[Stored data entries]
= Beginning of Section =

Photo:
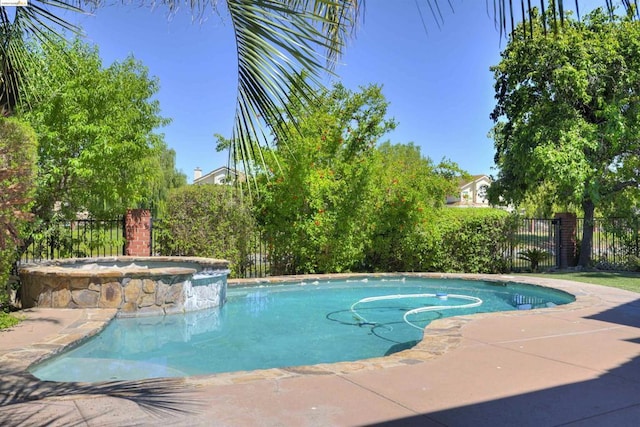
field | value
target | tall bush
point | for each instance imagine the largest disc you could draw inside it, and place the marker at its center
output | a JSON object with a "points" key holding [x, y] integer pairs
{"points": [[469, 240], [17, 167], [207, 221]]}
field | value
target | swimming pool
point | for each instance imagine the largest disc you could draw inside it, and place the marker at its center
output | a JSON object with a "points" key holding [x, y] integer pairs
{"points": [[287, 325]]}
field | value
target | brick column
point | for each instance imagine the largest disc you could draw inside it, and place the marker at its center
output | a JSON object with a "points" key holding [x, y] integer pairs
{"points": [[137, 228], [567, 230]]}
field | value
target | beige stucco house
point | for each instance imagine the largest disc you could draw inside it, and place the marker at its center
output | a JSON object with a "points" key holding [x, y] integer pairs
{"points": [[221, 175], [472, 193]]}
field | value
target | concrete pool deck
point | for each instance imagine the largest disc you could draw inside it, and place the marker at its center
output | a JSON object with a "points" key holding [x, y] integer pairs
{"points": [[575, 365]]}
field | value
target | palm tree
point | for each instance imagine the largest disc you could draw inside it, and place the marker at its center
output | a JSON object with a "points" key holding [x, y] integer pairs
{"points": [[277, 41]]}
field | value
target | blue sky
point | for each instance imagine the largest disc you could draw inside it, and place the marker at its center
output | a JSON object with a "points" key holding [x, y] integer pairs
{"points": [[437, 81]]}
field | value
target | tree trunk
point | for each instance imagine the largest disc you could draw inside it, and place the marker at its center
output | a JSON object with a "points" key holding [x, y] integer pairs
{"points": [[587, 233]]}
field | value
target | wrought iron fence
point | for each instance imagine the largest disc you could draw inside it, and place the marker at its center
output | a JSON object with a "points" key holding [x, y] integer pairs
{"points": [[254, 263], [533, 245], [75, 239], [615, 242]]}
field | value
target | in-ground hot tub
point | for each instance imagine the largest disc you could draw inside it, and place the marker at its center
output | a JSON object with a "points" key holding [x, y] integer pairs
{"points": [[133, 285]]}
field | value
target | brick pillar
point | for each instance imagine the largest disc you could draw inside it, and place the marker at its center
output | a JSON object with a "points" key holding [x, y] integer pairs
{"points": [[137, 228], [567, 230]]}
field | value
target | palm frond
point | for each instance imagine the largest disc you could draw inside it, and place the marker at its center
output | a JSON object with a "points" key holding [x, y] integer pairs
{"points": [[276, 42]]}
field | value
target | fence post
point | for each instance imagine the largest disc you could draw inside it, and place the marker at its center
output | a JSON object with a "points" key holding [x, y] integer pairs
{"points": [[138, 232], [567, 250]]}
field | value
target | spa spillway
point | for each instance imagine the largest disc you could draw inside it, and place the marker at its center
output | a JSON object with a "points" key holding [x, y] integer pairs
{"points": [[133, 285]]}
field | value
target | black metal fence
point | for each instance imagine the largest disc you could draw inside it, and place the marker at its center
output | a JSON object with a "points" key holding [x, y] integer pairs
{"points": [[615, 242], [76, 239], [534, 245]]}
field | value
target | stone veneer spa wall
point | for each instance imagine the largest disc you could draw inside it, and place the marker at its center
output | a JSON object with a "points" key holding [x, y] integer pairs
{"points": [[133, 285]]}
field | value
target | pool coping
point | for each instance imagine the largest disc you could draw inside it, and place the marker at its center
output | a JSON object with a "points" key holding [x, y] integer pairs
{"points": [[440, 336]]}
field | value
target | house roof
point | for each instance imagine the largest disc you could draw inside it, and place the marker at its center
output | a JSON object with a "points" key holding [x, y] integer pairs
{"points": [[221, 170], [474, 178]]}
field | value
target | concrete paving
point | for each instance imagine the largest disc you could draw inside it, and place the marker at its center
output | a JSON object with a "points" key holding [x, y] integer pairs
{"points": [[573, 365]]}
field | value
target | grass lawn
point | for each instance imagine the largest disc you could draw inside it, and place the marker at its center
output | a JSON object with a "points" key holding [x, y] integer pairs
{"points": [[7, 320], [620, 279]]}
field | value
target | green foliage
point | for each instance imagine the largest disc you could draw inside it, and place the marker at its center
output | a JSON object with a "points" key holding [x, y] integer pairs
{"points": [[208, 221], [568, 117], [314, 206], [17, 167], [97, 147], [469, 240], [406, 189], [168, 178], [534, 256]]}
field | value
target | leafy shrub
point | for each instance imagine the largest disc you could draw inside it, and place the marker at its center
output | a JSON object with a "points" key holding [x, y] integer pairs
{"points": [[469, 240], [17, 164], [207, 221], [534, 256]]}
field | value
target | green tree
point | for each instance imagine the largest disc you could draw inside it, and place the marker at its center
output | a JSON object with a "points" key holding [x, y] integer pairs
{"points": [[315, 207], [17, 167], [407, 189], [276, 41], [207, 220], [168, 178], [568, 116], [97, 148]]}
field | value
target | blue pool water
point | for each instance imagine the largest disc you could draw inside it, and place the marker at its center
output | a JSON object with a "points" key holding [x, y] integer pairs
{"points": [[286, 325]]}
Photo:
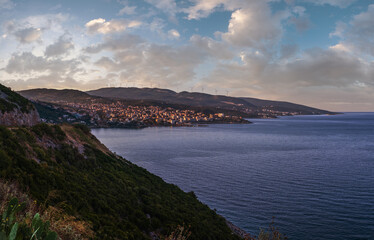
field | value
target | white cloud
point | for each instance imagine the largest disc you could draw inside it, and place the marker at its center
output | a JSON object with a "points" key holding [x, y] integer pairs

= End of Section =

WHAT IS NEEDED —
Going through the data above, return each line with the word "green".

TASK OUTPUT —
target | green foliage
target | green tree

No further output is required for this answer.